BRIEF: Copy the entries below word for word, from the first line through the line that contains "What to detect: sea foam".

DATASET:
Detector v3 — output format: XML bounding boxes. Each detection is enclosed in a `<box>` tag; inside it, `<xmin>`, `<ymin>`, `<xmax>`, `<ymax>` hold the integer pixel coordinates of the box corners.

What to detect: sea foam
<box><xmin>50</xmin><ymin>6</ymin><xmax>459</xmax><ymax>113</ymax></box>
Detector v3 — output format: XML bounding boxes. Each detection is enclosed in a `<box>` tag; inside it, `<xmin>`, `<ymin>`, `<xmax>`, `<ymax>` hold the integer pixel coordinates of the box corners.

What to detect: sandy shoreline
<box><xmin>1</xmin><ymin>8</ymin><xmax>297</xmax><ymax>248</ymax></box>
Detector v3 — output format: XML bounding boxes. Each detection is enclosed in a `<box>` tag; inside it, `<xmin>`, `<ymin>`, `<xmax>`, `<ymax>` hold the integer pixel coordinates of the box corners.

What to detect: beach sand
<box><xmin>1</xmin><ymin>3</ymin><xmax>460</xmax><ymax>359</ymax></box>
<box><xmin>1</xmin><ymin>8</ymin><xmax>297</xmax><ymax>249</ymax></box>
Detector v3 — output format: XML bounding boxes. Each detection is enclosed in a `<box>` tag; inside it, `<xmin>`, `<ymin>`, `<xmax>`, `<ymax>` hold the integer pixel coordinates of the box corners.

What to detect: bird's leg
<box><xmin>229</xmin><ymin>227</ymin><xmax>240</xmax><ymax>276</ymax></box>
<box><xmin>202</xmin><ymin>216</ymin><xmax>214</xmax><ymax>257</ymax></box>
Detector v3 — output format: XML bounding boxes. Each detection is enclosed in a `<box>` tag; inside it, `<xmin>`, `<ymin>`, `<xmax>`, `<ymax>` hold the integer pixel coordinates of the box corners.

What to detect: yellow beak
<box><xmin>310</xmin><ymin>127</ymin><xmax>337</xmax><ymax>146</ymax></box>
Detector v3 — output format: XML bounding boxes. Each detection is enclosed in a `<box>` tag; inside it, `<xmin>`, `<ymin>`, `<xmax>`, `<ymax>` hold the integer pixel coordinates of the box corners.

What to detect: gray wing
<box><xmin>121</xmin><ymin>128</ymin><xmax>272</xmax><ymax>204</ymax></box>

ANSWER TO THE PROBLEM:
Detector v3 — output format: XML bounding boxes. Each detection is enclosed in a `<box>` tag; inside it, `<xmin>`, `<ymin>`, `<xmax>`, `<ymax>` hold the integer pixel coordinates of the box corners.

What to detect: sea foam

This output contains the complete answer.